What is expected: Count the lines of the data below that contain the string "stair", matching case exactly, and give only the number.

Records:

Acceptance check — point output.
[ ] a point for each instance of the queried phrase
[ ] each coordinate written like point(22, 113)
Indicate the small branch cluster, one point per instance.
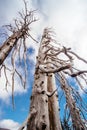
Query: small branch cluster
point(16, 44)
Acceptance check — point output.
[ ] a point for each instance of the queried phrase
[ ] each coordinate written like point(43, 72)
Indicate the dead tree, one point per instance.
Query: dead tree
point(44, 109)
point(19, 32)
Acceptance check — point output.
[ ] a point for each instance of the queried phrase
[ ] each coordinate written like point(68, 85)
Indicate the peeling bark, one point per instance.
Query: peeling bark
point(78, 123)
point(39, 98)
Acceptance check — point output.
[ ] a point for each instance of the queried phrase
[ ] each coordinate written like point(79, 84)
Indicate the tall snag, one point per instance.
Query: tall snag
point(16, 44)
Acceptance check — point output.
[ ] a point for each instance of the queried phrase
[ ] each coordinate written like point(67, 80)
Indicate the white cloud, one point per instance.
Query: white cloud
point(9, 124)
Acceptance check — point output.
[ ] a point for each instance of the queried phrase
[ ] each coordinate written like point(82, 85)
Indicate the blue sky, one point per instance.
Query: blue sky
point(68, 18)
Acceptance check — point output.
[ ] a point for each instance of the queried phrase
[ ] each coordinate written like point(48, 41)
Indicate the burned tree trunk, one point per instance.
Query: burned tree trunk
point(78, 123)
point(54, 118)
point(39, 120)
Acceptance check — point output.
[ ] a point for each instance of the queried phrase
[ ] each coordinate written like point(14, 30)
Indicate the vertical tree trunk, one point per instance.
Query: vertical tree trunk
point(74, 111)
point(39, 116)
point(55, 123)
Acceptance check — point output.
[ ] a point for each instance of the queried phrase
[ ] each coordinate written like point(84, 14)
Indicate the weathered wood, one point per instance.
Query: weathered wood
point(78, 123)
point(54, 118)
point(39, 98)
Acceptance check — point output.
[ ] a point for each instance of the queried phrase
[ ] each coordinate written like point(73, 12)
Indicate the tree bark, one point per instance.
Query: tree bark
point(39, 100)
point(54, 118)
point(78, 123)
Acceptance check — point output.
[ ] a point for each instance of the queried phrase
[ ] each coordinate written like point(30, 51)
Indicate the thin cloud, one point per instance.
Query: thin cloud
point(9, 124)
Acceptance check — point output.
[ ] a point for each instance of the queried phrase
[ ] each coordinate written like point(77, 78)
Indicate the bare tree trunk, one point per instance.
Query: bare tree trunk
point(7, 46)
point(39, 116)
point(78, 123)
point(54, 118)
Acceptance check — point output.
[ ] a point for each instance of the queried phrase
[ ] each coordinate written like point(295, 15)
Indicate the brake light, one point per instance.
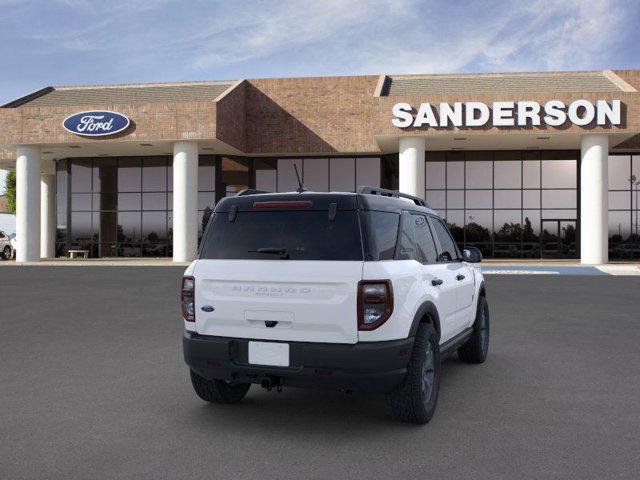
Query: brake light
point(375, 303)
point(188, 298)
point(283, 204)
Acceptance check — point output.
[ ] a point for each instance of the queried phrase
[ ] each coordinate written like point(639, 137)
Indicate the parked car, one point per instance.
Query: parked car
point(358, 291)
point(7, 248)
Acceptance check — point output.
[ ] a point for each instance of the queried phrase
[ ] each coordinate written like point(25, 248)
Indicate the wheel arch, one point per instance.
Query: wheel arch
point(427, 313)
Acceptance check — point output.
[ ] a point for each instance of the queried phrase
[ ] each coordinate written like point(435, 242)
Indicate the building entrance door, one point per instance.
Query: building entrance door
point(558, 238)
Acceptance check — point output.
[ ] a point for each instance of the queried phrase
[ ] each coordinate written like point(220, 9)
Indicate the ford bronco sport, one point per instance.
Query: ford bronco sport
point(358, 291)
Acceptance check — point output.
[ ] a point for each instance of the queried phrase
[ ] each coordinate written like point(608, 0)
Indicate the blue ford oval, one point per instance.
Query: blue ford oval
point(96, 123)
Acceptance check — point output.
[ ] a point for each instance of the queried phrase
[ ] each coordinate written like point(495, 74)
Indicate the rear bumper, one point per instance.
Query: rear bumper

--

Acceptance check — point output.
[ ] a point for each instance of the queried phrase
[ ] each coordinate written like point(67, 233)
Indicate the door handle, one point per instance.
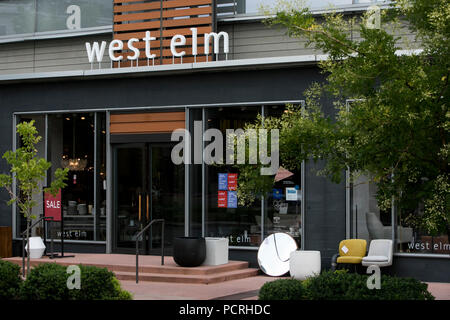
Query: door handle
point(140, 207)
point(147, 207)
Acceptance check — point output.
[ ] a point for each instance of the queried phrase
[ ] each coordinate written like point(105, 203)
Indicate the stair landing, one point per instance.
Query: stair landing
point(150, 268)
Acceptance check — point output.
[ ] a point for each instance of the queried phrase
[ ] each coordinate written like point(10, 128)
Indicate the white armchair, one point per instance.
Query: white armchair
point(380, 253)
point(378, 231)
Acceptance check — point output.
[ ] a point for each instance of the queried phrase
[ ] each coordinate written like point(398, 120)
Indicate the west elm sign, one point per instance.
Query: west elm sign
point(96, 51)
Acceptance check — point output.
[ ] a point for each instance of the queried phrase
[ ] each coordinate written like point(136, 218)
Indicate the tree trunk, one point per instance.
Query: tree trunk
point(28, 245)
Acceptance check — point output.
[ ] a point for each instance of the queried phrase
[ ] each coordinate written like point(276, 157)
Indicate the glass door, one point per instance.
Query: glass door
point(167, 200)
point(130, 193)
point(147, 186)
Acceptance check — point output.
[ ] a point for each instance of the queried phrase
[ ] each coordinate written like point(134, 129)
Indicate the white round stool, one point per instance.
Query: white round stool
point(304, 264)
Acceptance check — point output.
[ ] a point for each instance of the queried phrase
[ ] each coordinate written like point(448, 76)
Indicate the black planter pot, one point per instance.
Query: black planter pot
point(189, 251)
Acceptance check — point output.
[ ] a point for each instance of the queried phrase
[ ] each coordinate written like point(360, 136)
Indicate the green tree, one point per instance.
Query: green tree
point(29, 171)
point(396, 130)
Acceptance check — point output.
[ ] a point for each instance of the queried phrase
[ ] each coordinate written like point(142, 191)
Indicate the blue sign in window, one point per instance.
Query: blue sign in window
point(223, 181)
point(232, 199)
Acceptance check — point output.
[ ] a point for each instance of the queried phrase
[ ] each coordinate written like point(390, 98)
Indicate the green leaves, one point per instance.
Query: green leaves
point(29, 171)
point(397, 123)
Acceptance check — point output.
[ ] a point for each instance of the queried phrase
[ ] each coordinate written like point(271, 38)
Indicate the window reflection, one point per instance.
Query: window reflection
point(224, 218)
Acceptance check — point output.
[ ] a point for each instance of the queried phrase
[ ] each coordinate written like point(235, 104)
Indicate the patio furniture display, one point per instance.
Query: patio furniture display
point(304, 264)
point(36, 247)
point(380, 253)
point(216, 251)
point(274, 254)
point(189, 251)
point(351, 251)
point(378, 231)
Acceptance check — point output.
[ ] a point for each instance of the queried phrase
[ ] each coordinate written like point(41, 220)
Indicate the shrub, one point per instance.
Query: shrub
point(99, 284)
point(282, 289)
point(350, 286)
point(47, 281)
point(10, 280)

Completed exercise: 2